(Saved data entries)
==============================

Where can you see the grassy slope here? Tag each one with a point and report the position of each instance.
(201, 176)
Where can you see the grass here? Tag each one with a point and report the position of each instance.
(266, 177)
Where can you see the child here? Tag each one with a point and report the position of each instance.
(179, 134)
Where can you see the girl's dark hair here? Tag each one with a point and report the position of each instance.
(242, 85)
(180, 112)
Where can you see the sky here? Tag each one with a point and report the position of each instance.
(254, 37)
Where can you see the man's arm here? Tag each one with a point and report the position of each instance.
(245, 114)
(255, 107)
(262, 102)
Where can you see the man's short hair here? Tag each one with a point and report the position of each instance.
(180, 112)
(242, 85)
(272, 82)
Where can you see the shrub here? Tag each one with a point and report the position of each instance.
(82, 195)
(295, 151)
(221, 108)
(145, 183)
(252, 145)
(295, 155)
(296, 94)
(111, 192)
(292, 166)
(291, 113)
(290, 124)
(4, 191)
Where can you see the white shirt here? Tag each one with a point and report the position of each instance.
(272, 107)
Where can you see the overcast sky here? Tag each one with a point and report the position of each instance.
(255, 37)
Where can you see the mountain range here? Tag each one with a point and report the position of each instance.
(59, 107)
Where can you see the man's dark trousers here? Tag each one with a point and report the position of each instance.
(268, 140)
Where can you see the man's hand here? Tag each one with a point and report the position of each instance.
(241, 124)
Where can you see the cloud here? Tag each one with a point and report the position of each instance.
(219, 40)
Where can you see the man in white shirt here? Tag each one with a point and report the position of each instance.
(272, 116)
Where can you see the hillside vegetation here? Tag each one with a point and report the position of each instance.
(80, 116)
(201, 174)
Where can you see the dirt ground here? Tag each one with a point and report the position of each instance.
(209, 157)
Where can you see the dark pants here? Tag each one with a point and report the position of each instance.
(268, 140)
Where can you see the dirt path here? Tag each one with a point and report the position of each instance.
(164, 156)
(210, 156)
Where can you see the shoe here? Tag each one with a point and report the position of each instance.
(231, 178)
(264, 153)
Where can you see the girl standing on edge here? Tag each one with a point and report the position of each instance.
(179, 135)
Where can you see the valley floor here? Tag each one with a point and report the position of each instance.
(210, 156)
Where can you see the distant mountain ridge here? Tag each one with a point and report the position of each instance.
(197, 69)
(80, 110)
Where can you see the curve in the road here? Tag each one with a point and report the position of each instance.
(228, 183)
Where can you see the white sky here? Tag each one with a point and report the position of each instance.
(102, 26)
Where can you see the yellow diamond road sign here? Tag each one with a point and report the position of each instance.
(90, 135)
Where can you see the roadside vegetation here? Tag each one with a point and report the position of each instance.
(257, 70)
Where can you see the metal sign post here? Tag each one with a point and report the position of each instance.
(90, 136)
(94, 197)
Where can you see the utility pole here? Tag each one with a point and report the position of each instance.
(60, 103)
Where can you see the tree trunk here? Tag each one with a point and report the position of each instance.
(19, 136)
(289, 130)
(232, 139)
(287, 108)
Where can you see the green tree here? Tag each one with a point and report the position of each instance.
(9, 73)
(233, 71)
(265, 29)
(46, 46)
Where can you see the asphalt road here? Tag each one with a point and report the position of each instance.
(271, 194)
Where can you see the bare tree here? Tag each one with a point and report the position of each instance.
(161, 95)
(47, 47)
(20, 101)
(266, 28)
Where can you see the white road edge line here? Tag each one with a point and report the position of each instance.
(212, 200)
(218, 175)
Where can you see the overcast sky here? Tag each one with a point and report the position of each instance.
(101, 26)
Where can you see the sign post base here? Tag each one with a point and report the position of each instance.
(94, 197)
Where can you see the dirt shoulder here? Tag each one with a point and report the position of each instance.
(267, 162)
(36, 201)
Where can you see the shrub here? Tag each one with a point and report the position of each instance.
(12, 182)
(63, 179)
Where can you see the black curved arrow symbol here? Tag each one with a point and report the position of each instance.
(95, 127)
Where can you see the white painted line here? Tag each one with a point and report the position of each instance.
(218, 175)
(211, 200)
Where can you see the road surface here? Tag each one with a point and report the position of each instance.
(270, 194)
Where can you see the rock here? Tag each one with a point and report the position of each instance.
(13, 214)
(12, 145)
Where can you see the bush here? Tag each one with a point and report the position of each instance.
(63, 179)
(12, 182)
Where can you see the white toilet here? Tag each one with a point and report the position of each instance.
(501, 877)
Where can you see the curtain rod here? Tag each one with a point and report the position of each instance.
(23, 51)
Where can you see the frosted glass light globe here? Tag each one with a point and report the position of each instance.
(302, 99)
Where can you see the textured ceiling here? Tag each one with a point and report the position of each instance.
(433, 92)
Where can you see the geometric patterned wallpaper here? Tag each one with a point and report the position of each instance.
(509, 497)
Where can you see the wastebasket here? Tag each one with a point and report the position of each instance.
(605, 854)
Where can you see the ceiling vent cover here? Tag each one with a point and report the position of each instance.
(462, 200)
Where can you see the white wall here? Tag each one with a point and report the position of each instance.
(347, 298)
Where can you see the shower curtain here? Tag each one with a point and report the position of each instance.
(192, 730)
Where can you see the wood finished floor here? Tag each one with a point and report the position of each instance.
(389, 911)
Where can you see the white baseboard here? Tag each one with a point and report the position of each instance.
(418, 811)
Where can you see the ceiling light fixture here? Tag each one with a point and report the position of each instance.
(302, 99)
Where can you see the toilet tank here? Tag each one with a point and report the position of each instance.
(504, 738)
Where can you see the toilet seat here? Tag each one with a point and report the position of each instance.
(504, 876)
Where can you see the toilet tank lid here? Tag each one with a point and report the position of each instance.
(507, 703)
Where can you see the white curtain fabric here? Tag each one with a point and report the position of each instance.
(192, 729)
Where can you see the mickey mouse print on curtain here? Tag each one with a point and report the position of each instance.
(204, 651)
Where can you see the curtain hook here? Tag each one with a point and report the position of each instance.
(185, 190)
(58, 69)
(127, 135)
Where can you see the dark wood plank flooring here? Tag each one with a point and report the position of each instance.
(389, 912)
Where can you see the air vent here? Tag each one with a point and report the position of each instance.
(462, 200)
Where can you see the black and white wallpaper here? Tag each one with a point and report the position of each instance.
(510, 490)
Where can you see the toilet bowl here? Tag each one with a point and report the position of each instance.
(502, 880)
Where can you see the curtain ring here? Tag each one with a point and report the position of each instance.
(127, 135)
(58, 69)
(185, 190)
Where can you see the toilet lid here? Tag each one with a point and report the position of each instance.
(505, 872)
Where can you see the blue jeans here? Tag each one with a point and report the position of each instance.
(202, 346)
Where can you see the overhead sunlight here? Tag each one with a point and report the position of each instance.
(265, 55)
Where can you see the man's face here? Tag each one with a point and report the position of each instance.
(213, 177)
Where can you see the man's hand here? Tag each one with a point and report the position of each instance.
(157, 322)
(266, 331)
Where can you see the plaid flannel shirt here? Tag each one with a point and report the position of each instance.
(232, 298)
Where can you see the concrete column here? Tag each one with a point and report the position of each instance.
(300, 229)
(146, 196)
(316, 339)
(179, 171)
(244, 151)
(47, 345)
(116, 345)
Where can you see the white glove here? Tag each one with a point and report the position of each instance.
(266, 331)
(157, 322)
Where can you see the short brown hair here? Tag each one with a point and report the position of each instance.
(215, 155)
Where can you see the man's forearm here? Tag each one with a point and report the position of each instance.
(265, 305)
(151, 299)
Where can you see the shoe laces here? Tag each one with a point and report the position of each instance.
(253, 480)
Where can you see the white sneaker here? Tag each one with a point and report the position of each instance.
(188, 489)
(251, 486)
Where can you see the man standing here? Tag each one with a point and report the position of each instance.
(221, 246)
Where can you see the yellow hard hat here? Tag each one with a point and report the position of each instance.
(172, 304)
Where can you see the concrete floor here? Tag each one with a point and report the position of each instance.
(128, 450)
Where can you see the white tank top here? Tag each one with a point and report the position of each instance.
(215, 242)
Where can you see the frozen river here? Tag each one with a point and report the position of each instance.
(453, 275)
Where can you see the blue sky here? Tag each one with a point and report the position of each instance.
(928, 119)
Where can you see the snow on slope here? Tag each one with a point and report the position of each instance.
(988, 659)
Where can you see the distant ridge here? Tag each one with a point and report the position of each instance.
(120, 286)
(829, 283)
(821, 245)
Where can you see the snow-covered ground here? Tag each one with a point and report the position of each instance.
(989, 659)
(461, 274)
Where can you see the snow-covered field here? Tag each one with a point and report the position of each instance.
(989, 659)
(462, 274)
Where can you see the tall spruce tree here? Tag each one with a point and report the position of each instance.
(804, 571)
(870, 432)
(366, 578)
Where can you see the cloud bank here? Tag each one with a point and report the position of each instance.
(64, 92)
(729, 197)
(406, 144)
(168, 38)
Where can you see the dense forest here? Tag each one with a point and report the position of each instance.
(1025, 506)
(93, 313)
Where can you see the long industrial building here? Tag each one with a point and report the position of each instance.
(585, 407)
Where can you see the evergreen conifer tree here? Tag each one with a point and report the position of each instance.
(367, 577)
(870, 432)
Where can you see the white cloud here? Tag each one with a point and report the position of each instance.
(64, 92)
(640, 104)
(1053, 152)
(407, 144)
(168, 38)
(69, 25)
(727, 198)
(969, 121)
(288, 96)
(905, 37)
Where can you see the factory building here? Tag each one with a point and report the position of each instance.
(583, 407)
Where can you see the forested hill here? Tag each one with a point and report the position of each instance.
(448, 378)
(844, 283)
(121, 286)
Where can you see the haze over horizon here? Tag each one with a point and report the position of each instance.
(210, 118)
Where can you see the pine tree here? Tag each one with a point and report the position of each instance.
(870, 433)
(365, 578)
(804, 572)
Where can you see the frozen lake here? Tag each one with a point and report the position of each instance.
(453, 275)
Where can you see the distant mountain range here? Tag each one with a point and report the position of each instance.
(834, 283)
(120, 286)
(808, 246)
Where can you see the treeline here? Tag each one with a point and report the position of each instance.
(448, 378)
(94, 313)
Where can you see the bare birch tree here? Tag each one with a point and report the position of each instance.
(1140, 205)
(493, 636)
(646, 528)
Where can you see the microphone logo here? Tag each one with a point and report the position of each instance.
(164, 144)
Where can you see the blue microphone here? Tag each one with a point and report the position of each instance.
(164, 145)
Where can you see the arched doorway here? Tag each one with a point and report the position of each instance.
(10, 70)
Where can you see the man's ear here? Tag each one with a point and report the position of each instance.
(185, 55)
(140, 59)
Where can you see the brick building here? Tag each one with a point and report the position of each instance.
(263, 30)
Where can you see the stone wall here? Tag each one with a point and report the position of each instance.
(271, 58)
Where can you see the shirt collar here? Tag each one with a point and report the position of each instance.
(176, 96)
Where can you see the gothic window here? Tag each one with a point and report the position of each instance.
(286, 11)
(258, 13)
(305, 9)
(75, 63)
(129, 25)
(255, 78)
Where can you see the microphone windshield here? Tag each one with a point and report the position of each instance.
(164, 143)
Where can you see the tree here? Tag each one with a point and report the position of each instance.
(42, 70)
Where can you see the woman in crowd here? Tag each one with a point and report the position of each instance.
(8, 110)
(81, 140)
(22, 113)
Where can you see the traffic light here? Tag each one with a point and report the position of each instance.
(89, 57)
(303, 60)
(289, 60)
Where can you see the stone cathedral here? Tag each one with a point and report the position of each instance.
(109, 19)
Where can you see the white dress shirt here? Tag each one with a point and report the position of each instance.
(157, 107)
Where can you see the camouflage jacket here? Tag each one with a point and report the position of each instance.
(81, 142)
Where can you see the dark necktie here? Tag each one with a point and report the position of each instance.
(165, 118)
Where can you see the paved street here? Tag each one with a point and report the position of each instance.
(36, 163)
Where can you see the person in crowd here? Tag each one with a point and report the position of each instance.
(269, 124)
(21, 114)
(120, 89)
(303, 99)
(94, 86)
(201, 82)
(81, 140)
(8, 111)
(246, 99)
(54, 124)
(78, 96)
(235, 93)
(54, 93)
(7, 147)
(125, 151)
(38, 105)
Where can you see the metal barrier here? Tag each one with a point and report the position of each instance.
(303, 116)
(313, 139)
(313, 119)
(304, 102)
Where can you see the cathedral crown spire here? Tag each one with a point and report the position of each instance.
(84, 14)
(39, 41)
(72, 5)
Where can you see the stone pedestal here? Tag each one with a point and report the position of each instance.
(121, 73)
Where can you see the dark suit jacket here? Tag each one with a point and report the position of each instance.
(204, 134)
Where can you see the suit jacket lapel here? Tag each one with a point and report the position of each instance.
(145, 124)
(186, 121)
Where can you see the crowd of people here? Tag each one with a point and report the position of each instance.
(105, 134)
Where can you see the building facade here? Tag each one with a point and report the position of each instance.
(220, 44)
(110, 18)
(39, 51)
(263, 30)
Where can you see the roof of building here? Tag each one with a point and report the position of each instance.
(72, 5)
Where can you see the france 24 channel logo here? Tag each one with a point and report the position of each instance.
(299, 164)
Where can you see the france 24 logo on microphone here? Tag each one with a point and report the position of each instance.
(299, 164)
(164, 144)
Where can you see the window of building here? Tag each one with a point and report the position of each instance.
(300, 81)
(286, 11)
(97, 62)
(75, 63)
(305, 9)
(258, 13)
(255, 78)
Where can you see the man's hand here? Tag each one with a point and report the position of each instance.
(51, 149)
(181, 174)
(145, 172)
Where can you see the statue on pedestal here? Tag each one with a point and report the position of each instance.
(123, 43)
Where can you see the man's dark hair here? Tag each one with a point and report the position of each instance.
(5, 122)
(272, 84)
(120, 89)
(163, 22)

==============================

GOAL:
Can you print the listing word for word, starting at the line containing "Where can you see the france 24 channel" and ending at the final line of the listing, with both of those lines included?

RESULT FOR THIS TASK:
Where can you see the france 24 channel logo here? Tag each one with a point and report the position of each instance.
(299, 164)
Where can you see the france 24 logo on microphone here? Tag each one with a point and report the position of each instance.
(299, 164)
(164, 144)
Where can you see the window of building here? Tag each one with a point and report the position of each instance.
(300, 81)
(286, 11)
(97, 62)
(75, 63)
(305, 9)
(258, 13)
(255, 78)
Where can you see the man's hand here? Tag each one with a point and report the position of each instance.
(51, 149)
(181, 174)
(145, 172)
Where can you see the statue on pedestal here? Tag each one with a point and report the position of each instance.
(123, 43)
Where can you see the man's dark hair here? Tag each one with a point and report the position of each instance.
(5, 122)
(272, 84)
(120, 89)
(163, 22)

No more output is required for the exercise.